[What is needed]:
Go through the entries below and print, exactly, the lines starting at the one with "Query: white striped t-shirt" and ending at the one with "the shirt cuff", keeping both ends and no others.

[Point-per-instance localization data]
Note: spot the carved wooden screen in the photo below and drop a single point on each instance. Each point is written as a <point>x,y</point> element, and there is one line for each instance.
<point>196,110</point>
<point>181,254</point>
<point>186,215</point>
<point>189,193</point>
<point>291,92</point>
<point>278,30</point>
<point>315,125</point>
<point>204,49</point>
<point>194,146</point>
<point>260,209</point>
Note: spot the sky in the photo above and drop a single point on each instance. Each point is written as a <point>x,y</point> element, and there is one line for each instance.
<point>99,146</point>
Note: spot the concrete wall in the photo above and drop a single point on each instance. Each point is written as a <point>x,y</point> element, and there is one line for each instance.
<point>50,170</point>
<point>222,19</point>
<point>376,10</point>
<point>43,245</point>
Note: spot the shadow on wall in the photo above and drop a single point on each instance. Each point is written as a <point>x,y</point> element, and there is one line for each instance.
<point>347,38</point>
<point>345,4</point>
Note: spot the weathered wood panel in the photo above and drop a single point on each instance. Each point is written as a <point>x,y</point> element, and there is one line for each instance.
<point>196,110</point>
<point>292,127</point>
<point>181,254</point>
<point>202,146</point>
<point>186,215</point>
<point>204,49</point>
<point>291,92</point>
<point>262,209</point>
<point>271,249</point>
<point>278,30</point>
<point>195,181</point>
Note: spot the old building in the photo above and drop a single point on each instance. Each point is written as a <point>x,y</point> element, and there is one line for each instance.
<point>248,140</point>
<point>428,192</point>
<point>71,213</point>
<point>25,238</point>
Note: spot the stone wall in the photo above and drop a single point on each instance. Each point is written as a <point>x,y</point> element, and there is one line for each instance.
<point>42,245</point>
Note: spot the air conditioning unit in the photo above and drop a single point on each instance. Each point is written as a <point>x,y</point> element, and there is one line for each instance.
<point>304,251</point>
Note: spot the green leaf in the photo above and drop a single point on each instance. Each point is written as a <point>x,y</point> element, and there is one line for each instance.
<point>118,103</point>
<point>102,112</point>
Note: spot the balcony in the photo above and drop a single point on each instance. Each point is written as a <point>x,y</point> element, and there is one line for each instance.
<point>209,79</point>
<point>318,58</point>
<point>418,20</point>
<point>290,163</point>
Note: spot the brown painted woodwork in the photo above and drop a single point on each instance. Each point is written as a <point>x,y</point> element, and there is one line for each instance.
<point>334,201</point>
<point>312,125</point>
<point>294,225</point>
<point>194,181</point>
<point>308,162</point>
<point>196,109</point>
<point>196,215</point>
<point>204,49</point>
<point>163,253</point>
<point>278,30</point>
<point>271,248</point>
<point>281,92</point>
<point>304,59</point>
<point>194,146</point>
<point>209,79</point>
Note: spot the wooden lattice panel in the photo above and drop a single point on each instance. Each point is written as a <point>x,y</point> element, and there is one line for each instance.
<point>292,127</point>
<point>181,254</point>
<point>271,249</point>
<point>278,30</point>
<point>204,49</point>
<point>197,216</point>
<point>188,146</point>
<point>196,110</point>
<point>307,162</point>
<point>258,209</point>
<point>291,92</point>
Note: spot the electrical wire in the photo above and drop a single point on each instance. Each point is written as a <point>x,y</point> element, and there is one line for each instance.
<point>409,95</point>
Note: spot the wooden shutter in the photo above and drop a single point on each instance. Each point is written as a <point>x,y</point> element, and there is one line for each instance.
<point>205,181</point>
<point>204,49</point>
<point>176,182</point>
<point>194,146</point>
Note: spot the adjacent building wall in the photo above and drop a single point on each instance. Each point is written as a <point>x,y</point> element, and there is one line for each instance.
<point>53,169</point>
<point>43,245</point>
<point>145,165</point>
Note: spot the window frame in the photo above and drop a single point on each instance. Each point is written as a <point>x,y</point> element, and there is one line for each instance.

--

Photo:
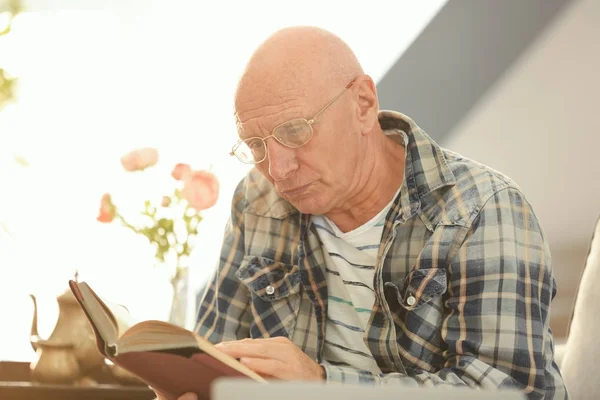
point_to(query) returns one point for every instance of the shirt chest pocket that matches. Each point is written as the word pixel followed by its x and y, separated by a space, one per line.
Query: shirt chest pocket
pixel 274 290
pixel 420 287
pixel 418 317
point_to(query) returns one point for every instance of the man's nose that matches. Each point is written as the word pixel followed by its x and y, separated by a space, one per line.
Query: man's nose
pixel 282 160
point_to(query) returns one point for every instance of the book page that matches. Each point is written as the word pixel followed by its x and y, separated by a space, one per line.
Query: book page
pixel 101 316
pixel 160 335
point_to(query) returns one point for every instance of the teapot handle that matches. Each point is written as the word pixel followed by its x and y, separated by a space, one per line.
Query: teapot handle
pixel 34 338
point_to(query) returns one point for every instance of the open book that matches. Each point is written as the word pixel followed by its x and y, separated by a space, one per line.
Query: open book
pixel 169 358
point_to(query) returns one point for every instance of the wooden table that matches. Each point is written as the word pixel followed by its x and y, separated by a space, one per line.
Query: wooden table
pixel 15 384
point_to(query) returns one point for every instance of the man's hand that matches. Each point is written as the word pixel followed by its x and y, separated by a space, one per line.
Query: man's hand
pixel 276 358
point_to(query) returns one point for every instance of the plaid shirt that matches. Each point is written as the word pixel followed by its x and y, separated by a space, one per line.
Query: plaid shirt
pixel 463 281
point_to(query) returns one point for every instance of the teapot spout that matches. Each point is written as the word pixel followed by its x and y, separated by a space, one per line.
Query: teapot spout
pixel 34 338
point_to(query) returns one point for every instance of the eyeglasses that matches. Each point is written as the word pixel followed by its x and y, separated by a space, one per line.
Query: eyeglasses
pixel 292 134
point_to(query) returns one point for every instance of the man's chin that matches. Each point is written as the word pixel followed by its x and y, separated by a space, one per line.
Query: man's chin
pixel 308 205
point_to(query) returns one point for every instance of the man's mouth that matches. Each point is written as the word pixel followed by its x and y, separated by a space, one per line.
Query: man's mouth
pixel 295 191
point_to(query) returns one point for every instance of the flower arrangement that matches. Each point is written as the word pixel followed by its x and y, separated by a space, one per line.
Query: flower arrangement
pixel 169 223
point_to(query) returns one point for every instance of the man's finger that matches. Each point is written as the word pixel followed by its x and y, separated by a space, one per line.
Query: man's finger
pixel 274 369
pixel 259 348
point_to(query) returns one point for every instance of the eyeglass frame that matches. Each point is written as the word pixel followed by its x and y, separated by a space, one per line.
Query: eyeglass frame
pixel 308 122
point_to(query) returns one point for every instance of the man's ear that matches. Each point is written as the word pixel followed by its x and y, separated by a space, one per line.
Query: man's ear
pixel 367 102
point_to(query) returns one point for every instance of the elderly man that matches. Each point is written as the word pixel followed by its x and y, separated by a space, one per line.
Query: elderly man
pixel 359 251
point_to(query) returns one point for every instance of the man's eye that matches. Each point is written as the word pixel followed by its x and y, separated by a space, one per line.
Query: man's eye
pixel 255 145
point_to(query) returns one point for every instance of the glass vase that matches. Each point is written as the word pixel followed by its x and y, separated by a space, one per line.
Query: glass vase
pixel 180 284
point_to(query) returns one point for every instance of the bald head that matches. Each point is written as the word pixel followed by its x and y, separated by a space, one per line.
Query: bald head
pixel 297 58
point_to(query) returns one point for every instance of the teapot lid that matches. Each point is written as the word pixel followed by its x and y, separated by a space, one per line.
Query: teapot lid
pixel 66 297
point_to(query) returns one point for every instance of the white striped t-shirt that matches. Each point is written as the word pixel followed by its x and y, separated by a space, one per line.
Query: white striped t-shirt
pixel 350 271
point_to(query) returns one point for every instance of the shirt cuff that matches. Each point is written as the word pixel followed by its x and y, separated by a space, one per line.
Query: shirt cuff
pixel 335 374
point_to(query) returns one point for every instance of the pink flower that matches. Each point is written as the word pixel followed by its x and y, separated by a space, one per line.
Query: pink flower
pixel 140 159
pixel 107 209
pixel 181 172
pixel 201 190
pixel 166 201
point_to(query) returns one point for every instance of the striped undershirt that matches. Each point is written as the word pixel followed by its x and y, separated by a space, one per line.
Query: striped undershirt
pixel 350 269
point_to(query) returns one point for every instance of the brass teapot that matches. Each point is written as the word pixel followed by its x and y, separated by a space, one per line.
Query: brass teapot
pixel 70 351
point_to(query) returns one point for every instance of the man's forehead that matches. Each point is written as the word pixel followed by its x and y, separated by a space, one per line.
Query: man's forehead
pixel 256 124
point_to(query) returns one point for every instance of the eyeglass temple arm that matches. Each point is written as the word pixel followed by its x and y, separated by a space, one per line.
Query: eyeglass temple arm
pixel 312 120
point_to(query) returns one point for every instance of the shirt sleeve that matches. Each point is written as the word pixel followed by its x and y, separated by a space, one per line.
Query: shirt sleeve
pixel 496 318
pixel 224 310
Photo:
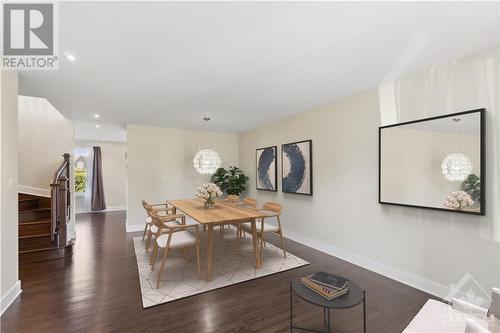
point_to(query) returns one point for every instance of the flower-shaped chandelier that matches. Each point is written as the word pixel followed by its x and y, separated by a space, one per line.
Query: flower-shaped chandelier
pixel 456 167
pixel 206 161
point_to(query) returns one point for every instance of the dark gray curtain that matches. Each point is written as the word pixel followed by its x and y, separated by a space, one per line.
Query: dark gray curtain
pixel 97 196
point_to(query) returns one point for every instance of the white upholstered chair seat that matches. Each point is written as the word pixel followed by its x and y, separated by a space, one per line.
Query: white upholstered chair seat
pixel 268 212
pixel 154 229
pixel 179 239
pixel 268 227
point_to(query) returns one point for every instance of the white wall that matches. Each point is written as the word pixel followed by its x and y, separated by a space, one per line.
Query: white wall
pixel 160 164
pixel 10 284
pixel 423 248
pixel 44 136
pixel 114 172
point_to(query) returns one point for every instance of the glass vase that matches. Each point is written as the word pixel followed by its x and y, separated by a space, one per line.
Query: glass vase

[Answer to this task]:
Query: white striped t-shirt
pixel 350 271
point_to(query) returns one point for every instance of the shirt cuff that matches. Each point is written as the word pixel followed by its x and y, separated by a space, one per line.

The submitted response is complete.